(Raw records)
──────────────────────────────

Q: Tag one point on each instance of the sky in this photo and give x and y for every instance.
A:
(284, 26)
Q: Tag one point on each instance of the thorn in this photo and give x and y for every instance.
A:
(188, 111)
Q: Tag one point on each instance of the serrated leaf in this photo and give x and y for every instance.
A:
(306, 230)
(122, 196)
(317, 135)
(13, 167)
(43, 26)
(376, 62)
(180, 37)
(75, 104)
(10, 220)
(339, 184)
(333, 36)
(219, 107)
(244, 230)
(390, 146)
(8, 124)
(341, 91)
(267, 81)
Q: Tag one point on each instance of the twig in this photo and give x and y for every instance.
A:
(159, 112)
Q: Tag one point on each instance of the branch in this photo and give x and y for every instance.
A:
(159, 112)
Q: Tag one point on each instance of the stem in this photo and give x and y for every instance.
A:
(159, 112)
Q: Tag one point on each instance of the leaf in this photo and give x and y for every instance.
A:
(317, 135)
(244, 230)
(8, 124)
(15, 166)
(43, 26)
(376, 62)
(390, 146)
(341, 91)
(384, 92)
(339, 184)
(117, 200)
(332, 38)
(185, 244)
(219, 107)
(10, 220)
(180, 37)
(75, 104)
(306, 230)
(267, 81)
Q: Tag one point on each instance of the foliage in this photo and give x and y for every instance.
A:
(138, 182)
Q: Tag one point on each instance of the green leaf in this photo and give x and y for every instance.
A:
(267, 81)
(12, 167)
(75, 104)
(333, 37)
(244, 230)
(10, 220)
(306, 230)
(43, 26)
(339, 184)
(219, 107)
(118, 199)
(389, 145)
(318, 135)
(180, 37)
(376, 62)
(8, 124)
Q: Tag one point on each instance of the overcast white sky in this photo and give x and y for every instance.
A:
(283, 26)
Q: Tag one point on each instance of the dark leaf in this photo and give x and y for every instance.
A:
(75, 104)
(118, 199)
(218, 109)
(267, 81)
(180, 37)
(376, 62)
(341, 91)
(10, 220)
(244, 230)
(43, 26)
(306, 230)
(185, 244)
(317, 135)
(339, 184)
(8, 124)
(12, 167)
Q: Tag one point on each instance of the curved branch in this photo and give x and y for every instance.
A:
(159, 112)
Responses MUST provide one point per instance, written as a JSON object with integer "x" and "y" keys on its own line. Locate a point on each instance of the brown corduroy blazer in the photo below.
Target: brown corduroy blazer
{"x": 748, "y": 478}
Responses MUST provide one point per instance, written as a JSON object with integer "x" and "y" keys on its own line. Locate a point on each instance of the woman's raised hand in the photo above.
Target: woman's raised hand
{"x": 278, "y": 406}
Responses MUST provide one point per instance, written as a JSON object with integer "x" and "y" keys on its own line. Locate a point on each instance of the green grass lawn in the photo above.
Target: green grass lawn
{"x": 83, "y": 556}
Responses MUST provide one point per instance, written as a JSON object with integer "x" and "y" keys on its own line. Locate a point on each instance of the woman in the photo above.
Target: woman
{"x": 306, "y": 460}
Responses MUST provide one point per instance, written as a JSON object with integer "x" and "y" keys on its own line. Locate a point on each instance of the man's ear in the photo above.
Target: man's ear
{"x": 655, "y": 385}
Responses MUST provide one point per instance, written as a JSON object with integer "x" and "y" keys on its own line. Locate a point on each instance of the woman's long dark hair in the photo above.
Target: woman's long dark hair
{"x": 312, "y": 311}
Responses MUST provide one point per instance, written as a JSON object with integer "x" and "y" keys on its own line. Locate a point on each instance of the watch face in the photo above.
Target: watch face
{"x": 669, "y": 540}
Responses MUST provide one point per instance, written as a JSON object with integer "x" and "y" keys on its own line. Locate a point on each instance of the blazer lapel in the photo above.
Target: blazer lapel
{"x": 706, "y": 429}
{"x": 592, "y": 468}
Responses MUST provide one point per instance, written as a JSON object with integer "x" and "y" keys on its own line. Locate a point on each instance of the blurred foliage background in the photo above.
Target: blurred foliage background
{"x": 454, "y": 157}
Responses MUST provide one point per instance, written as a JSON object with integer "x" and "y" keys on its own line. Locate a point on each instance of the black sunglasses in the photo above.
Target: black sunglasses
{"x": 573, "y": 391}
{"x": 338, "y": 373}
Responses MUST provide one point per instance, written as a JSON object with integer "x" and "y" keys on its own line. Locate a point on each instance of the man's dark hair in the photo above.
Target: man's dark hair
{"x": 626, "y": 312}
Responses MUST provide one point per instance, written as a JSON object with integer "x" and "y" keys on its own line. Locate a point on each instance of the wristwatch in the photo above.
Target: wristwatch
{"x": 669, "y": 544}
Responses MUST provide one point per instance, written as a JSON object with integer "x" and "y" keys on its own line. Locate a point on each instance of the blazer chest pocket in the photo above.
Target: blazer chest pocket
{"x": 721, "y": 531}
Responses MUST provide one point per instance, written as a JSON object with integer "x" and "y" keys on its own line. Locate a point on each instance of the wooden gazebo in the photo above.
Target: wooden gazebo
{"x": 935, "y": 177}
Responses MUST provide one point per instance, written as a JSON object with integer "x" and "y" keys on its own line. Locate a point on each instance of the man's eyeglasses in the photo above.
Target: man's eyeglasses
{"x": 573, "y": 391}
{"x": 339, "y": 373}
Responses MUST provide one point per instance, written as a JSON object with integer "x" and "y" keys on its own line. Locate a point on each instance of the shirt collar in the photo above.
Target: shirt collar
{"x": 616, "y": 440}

──────────────────────────────

- [Exercise directions] Give back the lines above exactly, from the one with "background in the photo above." through the last line.

- [Completed task]
Responses MUST provide one point per instance, written as a JSON object with integer "x" and "y" keys on its own line. Locate a point on each instance of the blurred foliage background in the photo above.
Target: blurred foliage background
{"x": 454, "y": 157}
Responses MUST provide one point per instance, written as a JSON object with integer "x" and "y" keys on its own line. Locate a point on each instance of the black sunglasses in the photo above.
Target: black sunglasses
{"x": 573, "y": 391}
{"x": 338, "y": 373}
Responses MUST provide one point per instance, written as a JSON object with integer "x" and "y" keys on its own line. Locate a point on each instance of the man's dark hair in the photo above.
Target: man's dark hair
{"x": 626, "y": 312}
Responses MUST provide one point per instance, written as a JSON object with integer "x" and "y" keys on its own line. Locate a point on each instance of the wristwatch in the photo above.
Target: wristwatch
{"x": 669, "y": 544}
Responses MUST provide one point per instance, written as a JSON object with integer "x" and "y" keys on its own line. Locate a point on each instance of the blazer chest pocket in the photo above.
Target: blazer chest pocket
{"x": 721, "y": 531}
Responses MUST provide one point per instance, written as a JSON object with integer "x" and "y" keys on its own line. Locate a point on each instance of the wooden gazebo in the photo above.
Target: wooden gazebo
{"x": 935, "y": 177}
Responses MUST provide one point per instance, written as a JSON object with integer "x" and "y" keys on its own line. Locate a point on each instance of the man's eyeglasses in the photo above.
Target: man's eyeglasses
{"x": 573, "y": 391}
{"x": 339, "y": 373}
Responses MUST provide one point per instance, written as a JSON object with integer "x" and "y" keys on its own line. Locate a point on each instance of the shirt collar in the photo above.
Target: shirt collar
{"x": 616, "y": 440}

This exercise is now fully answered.